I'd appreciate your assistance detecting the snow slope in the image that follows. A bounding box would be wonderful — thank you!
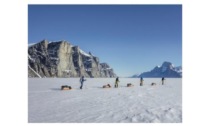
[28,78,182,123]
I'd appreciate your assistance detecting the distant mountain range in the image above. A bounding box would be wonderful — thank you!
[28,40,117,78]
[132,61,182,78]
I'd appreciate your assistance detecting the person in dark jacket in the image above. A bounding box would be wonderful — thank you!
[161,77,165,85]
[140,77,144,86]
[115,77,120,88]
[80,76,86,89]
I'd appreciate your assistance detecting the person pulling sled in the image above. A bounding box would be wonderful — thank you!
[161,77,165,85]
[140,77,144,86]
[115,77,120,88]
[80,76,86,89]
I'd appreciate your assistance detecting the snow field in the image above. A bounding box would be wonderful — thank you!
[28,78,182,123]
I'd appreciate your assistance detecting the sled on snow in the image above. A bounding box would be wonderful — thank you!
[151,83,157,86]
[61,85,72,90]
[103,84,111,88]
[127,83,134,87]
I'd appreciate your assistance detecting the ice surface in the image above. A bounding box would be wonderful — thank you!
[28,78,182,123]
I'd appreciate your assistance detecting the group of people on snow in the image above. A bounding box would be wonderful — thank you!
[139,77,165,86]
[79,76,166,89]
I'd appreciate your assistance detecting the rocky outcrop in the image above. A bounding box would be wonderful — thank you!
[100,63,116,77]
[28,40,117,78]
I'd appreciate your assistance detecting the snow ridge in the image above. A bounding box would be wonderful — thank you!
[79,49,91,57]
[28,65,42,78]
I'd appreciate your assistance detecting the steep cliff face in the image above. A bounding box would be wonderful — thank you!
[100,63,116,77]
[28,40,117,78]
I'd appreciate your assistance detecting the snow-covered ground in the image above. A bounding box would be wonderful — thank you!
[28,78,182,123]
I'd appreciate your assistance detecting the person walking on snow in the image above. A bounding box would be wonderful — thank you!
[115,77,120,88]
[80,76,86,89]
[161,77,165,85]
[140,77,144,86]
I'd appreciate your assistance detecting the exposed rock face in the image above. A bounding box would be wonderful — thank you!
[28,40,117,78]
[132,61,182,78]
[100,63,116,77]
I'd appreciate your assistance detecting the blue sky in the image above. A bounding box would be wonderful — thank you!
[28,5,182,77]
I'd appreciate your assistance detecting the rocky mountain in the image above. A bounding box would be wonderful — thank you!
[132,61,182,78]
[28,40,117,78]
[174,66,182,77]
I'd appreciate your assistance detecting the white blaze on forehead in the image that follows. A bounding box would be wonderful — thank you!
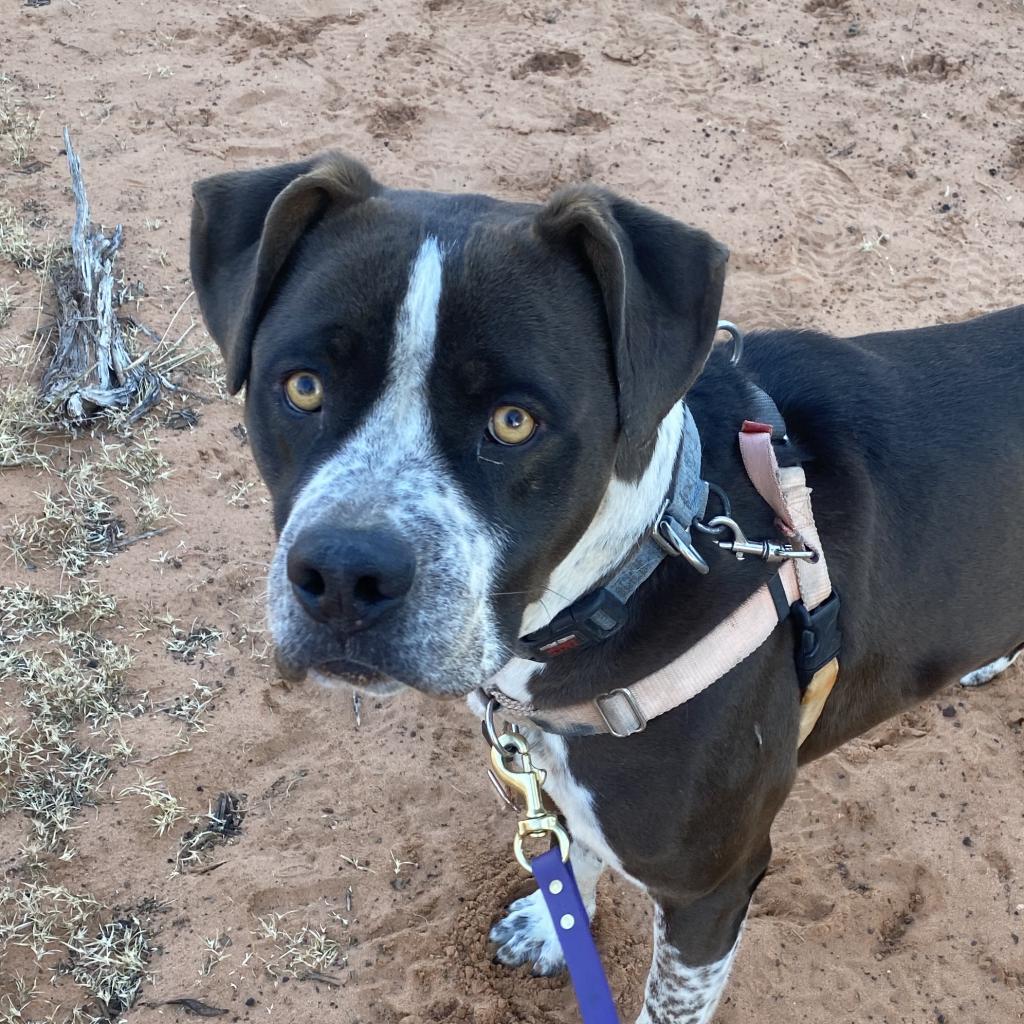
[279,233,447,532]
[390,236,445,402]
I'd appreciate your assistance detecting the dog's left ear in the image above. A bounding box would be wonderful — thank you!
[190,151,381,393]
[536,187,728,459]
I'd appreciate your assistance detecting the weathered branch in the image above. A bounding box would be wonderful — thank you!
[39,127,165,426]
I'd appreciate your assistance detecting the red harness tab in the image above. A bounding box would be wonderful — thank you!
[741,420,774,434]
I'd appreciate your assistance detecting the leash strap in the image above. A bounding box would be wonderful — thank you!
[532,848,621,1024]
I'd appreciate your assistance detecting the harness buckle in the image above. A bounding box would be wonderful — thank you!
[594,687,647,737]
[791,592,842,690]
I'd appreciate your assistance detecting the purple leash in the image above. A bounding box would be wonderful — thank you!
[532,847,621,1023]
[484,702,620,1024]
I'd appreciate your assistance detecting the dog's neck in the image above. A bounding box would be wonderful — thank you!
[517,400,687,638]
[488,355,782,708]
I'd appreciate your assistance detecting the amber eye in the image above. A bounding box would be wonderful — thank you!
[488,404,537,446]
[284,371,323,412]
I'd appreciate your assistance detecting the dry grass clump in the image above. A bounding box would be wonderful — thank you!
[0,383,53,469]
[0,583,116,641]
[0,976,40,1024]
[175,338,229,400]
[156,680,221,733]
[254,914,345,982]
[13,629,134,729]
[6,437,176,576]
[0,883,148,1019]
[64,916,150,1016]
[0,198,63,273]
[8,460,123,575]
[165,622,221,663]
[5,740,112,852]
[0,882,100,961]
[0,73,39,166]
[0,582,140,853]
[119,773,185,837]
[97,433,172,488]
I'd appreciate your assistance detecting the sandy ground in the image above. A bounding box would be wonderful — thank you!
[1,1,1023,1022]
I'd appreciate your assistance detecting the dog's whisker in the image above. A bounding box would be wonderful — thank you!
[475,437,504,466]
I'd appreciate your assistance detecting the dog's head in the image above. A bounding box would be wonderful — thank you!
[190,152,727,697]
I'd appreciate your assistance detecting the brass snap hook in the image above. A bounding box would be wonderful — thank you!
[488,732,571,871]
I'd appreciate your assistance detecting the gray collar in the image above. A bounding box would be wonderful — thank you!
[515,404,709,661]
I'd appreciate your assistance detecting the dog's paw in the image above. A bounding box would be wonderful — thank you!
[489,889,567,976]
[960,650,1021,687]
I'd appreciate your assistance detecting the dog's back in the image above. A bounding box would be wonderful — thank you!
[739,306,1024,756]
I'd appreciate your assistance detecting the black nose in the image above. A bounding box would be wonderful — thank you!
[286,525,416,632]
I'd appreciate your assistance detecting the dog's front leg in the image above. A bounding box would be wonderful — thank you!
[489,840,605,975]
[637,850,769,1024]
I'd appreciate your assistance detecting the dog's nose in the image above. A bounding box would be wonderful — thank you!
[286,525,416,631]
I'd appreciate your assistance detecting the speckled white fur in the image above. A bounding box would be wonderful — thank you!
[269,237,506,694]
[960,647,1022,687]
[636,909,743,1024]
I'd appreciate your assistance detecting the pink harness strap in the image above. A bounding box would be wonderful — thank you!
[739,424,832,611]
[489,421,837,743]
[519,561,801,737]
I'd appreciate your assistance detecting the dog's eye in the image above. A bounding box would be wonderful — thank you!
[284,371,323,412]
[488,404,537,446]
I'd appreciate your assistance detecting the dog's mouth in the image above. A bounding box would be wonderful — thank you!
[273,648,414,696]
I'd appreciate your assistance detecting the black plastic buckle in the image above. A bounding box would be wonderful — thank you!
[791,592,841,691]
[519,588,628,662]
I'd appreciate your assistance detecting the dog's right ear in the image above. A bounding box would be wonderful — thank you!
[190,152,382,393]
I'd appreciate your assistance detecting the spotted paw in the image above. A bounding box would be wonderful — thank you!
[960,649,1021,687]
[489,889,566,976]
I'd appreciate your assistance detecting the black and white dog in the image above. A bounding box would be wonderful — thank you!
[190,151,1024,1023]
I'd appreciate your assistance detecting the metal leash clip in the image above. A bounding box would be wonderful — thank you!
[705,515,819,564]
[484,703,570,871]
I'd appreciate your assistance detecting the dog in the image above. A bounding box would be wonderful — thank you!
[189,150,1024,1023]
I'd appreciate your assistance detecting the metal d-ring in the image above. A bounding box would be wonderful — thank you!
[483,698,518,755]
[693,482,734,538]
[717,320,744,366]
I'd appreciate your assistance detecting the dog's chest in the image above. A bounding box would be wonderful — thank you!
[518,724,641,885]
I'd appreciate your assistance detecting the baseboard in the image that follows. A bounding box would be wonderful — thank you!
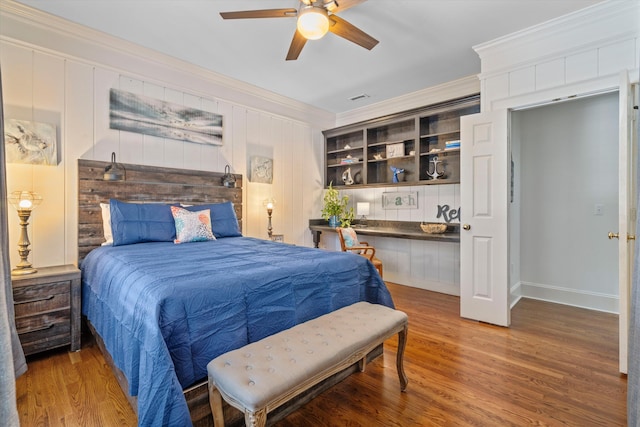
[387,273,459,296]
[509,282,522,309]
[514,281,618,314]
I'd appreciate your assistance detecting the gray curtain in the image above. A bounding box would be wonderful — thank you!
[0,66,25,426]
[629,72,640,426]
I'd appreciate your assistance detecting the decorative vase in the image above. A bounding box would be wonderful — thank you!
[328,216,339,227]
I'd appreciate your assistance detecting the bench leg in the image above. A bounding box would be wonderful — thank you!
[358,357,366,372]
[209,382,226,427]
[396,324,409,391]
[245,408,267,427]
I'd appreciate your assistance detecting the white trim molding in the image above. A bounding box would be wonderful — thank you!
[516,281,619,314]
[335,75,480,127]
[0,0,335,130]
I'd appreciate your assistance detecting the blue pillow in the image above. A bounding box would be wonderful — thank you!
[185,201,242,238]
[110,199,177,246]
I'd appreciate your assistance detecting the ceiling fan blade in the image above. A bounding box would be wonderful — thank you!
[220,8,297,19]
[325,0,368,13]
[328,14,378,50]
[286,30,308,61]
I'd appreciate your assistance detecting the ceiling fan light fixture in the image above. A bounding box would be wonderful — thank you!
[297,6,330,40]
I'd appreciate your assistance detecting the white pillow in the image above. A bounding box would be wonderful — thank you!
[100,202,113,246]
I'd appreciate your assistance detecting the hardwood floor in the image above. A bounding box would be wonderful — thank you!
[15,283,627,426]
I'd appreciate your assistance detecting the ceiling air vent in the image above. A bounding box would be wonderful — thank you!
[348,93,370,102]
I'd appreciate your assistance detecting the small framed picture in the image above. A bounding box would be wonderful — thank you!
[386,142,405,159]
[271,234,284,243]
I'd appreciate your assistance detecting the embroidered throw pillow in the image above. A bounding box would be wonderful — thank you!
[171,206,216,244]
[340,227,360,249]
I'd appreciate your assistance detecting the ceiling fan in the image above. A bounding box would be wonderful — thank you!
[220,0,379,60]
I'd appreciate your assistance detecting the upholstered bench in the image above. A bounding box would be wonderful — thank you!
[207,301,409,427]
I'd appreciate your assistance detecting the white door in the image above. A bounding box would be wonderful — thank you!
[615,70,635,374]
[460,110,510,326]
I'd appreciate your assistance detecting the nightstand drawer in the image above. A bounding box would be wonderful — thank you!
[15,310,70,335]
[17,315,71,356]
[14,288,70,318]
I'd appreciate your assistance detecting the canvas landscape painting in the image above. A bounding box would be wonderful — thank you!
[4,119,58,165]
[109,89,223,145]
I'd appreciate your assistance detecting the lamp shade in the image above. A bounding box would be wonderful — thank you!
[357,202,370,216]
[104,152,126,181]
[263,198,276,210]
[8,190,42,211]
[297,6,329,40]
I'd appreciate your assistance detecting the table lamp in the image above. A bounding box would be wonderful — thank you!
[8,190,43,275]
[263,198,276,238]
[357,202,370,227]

**What needs to be done:**
Begin with the line that contains "I'd appreciate your assistance detecting the upholstered" and end with the last line of the records; set down every line in that span exactly, and nothing else.

**Response area:**
I'd appreciate your assistance detecting the upholstered bench in the image above. A bounding box would be wonderful — thank you!
[207,301,409,427]
I'd appreciate your assistance detecting the white door in the image above. A bounding box would be wonderful — thank you!
[615,70,635,374]
[460,110,510,326]
I'd appreciate your assistance detecting the nightstand drawer in the image above. A bounding box would be wonderful — thank you!
[15,310,70,335]
[17,315,71,356]
[14,288,70,318]
I'd appreciate your assistance detecting the canvas landscape painting in the image above. A bounding box would be wonderful — thank you!
[4,119,58,165]
[109,89,223,145]
I'd appreciate your assistance detecting the lamp shade in the image above. A bounding box would be wonderful — thank you!
[357,202,370,216]
[104,152,126,181]
[263,198,276,210]
[8,190,42,211]
[297,6,329,40]
I'd appreciate your assistance detecting the table lamp in the image above. A bounding box would be wonderful — thank you!
[8,190,43,275]
[263,198,276,238]
[357,202,370,227]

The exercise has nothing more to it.